LISTE DES TÂCHES.
**a)** Dans le fil sur le formatage en 800 k, reprends le passage qui commence aux mots « 2) Le système » et s'arrête après « initialiser ou annuler. », en remplaçant « Jaguar » par « Panther ».
**b)** Dans le fil sur le formatage en 800 k, quelle version du système est apparemment incomplète ?

# Formater en 800 k



## dani (5 Mai 2003)

Bonjour,

Passionné de Mac depuis 1991, je viens d'acquérir deux Macs, un MacPlus et un Mac SE
Le MacPlus dispose d'un disque dur Externe
Le SE n'a pas de clavier  mais il a une souris qui n'est certainement pas celle d'origine. Au démarrage, à la quatrième extension, un point d'interrogation s'affiche sur celle-ci car apparemment, d'après l'ancien propriétaire m'a signalé se souvenir plus ou moins qu'à l'époque ou il servait de ce Mac, un écran externe etait relié à celui-ci, N'ayant pas de clavier pour l'instant, mais cela ne saurait tarder, je pourrais par la suite désactiver les extensions au démarrage avec la touche majuscule enfoncée si toutefois, cette option existait. au temps de ce Mac.

Revenons au MacPlus, 
1° le lecteur de disquette peut formater en double face soit 2 x 400 K
Pour cela, aucun problème, je prends une disquette 1,44 K, je colle un bout de scotch sur l'un des deux trous et j'en fait une 800 K

2) Le système 6.07 est apparemment incomplet, je prends l'un de mes 2 iMacs, (j'ai le premier iMac Bondi révision A ainsi que le DV Graphite SE) , connexion internet et direction  Apple ou je récupère 3 versions de système 6 en cas ou. (Apparemment, ce sont des versions U.S.)

Tout content, je prends ma disquette formatée en 800 k, je la rentre dans un lecteur de disquette  USB externe, un modèle Teac", sur Jaguar (10.2.5), rien ne monte, mais bon,  Mac OS X est peu coopératif avec les disquettes,  bref, je redémarre sous Mac OS 9, et la boite de dialogue arrive, disque illisible, if faut initialiser ou annuler.

Si j'initialise, je repasse en format classique HD et donc mon MacPlus ne pourra lire la disquette à son tour.

DONNÉES EXTRAITES.
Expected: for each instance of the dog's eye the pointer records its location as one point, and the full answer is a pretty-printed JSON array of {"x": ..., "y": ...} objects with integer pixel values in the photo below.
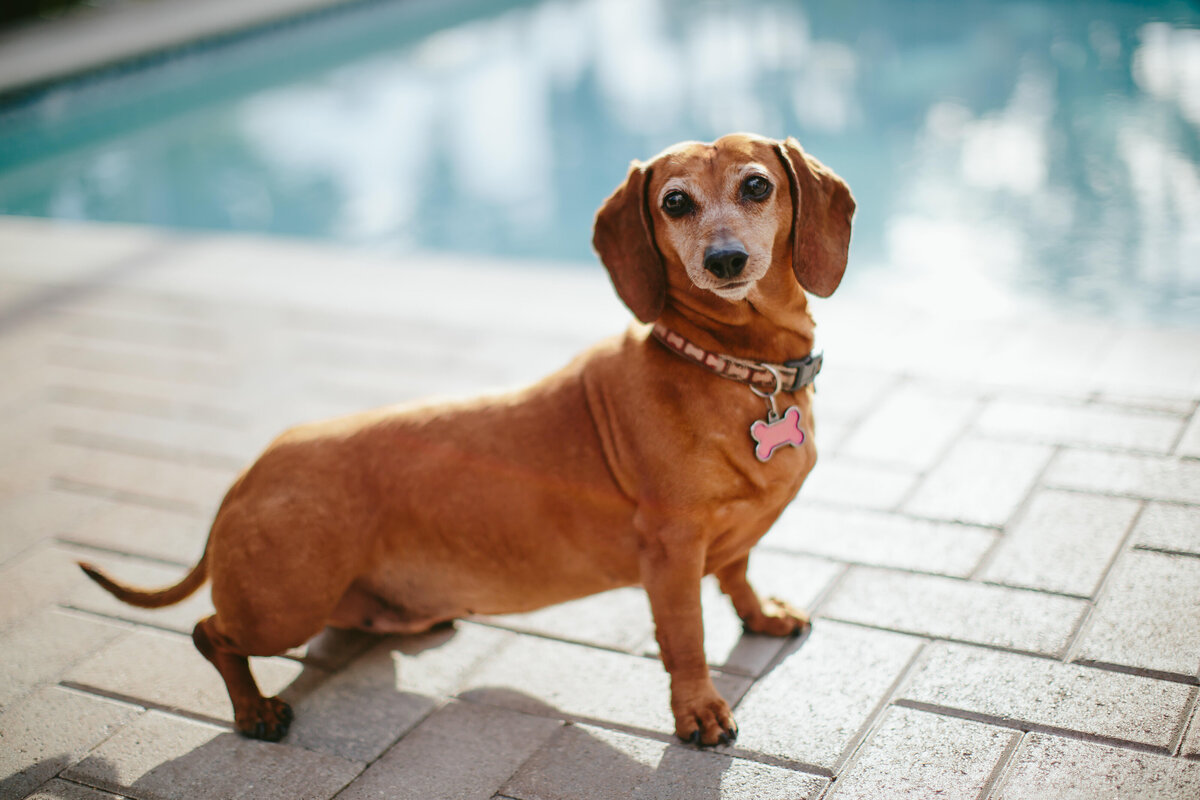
[
  {"x": 756, "y": 187},
  {"x": 677, "y": 204}
]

RÉPONSES PAR TÂCHE.
**a)**
2) Le système 6.07 est apparemment incomplet, je prends l'un de mes 2 iMacs, (j'ai le premier iMac Bondi révision A ainsi que le DV Graphite SE) , connexion internet et direction  Apple ou je récupère 3 versions de système 6 en cas ou. (Apparemment, ce sont des versions U.S.)

Tout content, je prends ma disquette formatée en 800 k, je la rentre dans un lecteur de disquette  USB externe, un modèle Teac", sur Panther (10.2.5), rien ne monte, mais bon,  Mac OS X est peu coopératif avec les disquettes,  bref, je redémarre sous Mac OS 9, et la boite de dialogue arrive, disque illisible, if faut initialiser ou annuler.

**b)** Le système 6.07.